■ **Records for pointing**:
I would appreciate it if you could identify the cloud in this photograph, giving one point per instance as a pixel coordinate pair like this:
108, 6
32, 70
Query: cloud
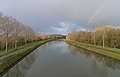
42, 15
66, 27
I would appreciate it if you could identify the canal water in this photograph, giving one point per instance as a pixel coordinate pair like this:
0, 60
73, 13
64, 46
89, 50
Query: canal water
59, 59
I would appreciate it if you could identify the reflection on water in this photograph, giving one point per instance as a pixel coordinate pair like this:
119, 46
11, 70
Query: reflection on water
52, 57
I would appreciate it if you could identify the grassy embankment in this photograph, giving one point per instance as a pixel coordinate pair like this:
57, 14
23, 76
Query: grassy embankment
106, 51
2, 53
10, 61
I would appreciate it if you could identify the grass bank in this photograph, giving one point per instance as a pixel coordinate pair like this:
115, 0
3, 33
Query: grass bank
2, 53
109, 52
9, 62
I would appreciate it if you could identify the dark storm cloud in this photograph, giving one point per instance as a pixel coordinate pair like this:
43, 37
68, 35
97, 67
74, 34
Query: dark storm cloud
43, 14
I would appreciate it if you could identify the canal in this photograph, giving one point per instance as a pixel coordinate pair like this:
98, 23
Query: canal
59, 59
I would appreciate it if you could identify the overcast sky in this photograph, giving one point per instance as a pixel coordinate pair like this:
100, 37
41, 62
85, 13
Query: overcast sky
62, 16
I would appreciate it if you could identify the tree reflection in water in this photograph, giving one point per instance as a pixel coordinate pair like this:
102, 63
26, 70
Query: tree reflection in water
20, 69
100, 64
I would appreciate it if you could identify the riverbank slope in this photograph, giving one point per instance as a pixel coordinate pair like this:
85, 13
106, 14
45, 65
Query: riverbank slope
106, 52
7, 63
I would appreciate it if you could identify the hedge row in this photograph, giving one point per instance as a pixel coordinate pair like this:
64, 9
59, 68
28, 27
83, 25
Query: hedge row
113, 54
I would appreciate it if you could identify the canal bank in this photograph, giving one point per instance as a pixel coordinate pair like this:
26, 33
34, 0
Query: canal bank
10, 61
108, 53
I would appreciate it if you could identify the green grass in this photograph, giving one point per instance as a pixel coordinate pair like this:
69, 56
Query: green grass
2, 53
10, 61
110, 52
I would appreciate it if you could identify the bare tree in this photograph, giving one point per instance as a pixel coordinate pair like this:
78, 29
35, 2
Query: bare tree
17, 31
6, 28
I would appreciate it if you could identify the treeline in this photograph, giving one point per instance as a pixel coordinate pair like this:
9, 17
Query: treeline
50, 36
107, 36
14, 33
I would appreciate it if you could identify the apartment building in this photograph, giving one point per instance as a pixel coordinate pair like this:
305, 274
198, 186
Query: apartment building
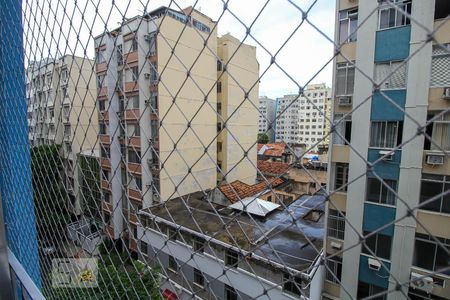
166, 108
61, 110
304, 119
267, 117
414, 86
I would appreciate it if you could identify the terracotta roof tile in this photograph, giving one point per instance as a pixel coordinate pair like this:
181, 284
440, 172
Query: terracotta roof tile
272, 167
275, 149
239, 190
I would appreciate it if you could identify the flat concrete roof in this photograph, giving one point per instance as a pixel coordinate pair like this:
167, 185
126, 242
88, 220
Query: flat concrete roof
274, 237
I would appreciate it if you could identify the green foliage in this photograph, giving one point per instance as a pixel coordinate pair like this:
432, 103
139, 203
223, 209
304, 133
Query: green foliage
50, 197
117, 279
263, 138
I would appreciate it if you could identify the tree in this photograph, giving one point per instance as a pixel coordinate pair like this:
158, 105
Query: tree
50, 197
263, 138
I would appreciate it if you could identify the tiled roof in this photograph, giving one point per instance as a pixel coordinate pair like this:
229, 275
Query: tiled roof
275, 149
238, 190
272, 167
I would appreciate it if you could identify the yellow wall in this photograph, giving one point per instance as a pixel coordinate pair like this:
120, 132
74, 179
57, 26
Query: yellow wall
189, 100
242, 120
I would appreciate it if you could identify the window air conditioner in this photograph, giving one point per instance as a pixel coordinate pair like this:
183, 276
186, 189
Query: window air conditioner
446, 94
374, 264
387, 155
421, 283
336, 245
345, 101
435, 159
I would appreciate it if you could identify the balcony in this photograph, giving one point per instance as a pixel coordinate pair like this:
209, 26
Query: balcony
105, 163
101, 67
131, 87
130, 57
134, 194
107, 207
104, 139
135, 168
105, 185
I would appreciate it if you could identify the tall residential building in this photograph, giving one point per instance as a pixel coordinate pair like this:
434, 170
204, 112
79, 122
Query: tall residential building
301, 119
413, 76
267, 117
61, 110
164, 125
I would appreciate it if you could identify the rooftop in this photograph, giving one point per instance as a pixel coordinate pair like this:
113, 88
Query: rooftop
238, 190
294, 245
275, 149
272, 168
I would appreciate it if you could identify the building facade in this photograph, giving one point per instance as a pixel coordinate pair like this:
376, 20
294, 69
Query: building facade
267, 117
304, 119
163, 100
61, 110
396, 52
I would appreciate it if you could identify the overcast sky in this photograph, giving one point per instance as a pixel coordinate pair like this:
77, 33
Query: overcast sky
304, 54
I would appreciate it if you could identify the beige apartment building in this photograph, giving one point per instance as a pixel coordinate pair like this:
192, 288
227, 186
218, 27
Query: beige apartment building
60, 114
162, 105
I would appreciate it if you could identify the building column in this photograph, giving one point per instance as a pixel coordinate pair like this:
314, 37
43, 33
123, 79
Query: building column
418, 83
15, 166
357, 166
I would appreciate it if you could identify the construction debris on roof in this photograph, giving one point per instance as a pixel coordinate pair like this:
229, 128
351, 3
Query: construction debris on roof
238, 190
255, 206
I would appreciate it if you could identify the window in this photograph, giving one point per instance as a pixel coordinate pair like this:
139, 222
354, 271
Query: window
378, 192
440, 66
345, 79
336, 224
379, 244
134, 45
434, 186
134, 157
198, 244
173, 266
428, 254
341, 178
292, 285
135, 73
144, 247
219, 65
367, 290
348, 23
334, 269
119, 55
102, 128
391, 75
101, 105
198, 278
439, 131
230, 293
386, 134
219, 87
231, 258
390, 17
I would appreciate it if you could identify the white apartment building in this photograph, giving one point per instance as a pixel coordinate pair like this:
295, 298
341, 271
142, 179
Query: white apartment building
267, 108
303, 119
61, 110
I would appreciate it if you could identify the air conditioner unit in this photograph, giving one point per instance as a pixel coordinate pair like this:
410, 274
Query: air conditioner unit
446, 93
421, 283
336, 245
435, 159
387, 155
345, 101
374, 264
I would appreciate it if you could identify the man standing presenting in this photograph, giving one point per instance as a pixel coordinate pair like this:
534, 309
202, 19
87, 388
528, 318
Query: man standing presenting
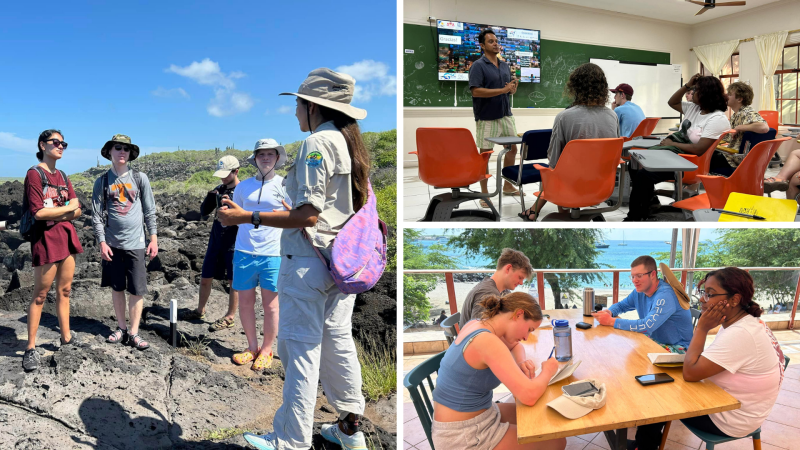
629, 113
513, 268
122, 203
661, 317
491, 84
218, 262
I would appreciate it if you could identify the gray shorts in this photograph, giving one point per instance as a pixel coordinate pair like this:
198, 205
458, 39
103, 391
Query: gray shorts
482, 432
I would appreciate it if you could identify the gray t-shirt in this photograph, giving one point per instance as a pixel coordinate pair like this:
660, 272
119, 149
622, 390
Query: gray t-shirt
470, 309
581, 122
127, 207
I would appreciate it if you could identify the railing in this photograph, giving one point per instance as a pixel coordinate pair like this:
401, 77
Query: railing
451, 293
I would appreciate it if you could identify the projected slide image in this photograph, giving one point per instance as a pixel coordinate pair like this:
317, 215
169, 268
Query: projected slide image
459, 48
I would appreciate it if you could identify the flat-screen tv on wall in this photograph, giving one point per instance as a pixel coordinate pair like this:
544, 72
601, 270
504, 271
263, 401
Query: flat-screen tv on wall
458, 49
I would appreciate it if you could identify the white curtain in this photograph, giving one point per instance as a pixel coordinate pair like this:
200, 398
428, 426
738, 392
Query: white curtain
770, 49
714, 56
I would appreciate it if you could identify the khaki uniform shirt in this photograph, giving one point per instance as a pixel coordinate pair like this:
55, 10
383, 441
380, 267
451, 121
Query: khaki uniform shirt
320, 177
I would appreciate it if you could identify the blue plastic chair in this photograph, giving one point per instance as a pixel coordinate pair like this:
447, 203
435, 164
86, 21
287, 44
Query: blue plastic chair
420, 396
534, 147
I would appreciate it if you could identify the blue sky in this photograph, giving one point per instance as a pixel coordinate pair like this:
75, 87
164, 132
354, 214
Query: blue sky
194, 75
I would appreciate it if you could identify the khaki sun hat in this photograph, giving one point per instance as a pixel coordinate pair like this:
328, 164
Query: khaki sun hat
268, 143
119, 139
680, 292
226, 165
577, 407
330, 89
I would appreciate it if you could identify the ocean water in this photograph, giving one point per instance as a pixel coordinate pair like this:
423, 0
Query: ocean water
615, 256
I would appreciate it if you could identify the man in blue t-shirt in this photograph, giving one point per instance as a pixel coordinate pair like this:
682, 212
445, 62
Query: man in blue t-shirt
629, 113
661, 316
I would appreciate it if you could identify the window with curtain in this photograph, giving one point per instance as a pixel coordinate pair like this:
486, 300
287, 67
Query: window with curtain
787, 94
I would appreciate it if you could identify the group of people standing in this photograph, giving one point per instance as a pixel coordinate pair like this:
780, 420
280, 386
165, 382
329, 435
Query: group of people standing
744, 358
275, 228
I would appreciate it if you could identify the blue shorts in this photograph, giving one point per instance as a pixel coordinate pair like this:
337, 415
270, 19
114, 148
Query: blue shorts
250, 271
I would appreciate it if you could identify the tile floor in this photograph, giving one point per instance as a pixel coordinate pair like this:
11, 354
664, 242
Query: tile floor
780, 431
417, 195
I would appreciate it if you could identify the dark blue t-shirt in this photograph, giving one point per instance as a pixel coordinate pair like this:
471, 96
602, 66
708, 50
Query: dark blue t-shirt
484, 74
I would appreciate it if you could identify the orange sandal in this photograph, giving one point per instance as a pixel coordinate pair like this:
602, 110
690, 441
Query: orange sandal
244, 357
262, 362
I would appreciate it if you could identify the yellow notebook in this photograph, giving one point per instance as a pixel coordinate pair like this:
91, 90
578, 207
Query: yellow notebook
773, 209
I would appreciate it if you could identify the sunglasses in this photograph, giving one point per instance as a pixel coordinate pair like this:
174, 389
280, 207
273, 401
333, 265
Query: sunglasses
57, 143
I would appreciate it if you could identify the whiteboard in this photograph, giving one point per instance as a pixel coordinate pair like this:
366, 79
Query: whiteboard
652, 85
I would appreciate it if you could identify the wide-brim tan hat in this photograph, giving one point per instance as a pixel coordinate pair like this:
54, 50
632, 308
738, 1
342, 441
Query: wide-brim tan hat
577, 407
675, 283
330, 89
119, 139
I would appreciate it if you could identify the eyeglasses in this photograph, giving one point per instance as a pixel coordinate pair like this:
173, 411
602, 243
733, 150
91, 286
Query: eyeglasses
57, 143
638, 276
703, 294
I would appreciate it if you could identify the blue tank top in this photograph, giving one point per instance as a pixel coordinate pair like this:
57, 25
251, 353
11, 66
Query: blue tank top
461, 387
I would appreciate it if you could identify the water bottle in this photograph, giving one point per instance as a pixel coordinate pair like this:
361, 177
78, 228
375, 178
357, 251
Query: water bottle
562, 337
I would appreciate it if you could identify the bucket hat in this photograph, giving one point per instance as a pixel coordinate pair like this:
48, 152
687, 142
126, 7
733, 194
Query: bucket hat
330, 89
269, 143
226, 165
119, 139
680, 292
577, 407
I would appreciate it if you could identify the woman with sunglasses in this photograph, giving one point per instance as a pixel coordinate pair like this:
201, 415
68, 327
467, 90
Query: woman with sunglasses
744, 359
487, 352
54, 205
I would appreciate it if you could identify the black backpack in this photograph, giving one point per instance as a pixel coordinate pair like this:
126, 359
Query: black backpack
137, 178
28, 226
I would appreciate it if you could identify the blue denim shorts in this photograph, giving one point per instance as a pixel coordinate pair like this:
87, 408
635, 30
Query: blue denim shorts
250, 271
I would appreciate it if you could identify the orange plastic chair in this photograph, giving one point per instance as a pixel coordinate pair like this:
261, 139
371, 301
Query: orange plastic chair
771, 117
584, 176
748, 178
645, 128
449, 159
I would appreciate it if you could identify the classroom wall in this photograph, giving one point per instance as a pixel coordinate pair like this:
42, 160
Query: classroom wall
556, 21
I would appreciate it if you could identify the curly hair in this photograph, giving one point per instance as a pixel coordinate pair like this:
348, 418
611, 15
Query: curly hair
710, 94
587, 85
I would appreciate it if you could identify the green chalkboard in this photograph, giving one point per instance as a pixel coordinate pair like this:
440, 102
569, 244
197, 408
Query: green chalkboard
421, 87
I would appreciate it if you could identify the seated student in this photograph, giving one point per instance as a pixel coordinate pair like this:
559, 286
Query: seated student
486, 353
587, 118
744, 358
629, 113
660, 315
513, 267
744, 118
704, 123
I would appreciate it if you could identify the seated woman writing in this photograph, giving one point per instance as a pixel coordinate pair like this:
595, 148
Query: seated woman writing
587, 118
487, 352
745, 359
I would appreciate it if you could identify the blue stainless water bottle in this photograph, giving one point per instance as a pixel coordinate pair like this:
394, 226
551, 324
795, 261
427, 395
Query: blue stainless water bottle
562, 337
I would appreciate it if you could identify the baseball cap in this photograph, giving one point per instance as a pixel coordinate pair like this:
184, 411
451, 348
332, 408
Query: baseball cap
577, 407
226, 165
624, 88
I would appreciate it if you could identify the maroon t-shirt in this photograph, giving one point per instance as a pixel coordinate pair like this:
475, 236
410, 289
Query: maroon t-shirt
54, 241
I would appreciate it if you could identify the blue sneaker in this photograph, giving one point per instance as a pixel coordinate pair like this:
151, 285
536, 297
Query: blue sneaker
264, 442
332, 433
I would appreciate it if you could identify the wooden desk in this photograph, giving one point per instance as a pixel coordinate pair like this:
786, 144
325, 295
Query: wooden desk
613, 357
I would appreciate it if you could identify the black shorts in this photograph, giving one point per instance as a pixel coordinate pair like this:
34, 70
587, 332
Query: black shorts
125, 271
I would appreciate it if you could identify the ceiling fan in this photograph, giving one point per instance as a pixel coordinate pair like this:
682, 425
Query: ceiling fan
711, 4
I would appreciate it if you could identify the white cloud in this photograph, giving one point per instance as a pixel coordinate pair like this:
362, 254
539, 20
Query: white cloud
170, 93
12, 142
372, 79
227, 101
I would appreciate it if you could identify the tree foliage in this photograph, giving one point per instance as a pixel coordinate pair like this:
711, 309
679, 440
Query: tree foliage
550, 248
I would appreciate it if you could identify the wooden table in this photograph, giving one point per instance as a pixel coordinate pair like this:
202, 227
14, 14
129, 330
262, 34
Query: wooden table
613, 357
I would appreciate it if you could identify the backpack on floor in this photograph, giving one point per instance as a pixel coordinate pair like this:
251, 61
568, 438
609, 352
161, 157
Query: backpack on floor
359, 250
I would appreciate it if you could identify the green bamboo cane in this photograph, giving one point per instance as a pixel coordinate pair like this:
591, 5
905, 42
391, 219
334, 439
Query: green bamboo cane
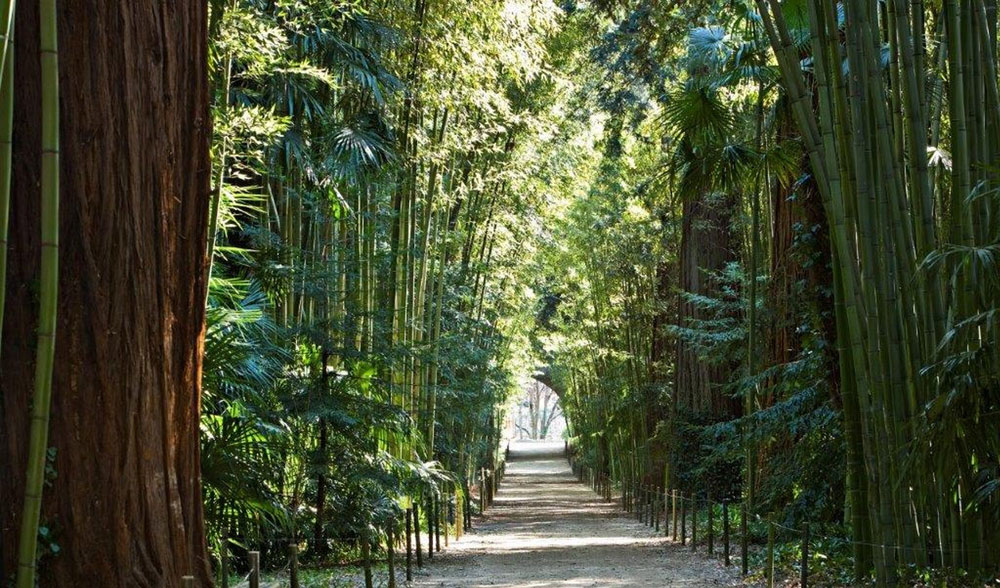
6, 131
48, 297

■ **AIM**:
Reproduce the records from the line containing "I would appreciate it if you could identify the ceiling" through the end of the records, inclusive, replacing "wooden table" with "wooden desk" and keeping everything else the same. Leave the pictures out of your answer.

■ **RESULT**:
I would appreciate it if you could identify the ceiling fan in this photograph, giving one point per instance as a pixel coordinate pair like this:
682, 425
Query: ceiling fan
711, 4
I would appreciate it if you could identify the white cloud in this photograph, giving one point per instance as a pixel coordinate pair like this:
362, 254
539, 20
Query: white cloud
170, 93
12, 142
372, 79
227, 101
I would appreciate it if you could identify the tree foliage in this photograph, giving one point per instance as a pixel coordinate pair like this:
711, 309
679, 440
Query: tree foliage
550, 248
I would appreciate it if you could identify the wooden desk in this photograph, giving one point per instance as a pixel coordinate pair like this:
202, 227
14, 14
129, 330
262, 34
Query: wooden desk
613, 357
I would appreciate it if you could identify the backpack on floor in this photograph, giving one point per instance as a pixel coordinate pair like this:
251, 61
568, 438
609, 352
161, 157
Query: backpack on floor
359, 250
I would appreciate it if you could identify the green bamboo cane in this photograph, giving one point per instance as a pixel coordinate pair like this:
591, 5
905, 42
391, 219
334, 439
Query: green bamboo cane
6, 131
48, 297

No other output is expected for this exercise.